## YOUR INSTRUCTIONS
Convert the lines of the items below into a JSON list of strings, one string per line, omitting blank lines. Leave the pictures out of the list.

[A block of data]
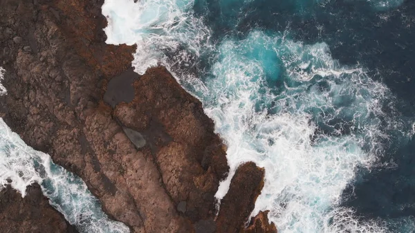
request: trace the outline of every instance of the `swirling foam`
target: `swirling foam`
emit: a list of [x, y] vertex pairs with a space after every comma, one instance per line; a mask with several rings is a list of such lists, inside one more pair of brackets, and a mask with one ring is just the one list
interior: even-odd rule
[[4, 80], [4, 74], [6, 73], [6, 70], [0, 66], [0, 95], [7, 94], [7, 90], [1, 84], [1, 81]]
[[0, 118], [0, 189], [10, 185], [24, 197], [26, 187], [35, 182], [80, 232], [129, 232], [125, 225], [108, 218], [80, 178], [26, 145]]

## RESULT OF THIS TASK
[
  "request: trace the outline of every instance of the `swirling foam`",
  "target: `swirling foam`",
  "emit: a list of [x, y] vertex pairs with a space after every comma, one instance per line; a mask with several rings is a list of such lists, inside one more pair of brackets, and a mask with one ring is just the one list",
  "interior: even-odd rule",
  "[[4, 80], [4, 74], [6, 73], [6, 70], [0, 66], [0, 95], [7, 94], [7, 90], [1, 84], [1, 81]]",
  "[[0, 118], [0, 189], [10, 185], [24, 197], [26, 187], [35, 182], [80, 232], [129, 232], [125, 225], [108, 218], [80, 178], [26, 145]]"
]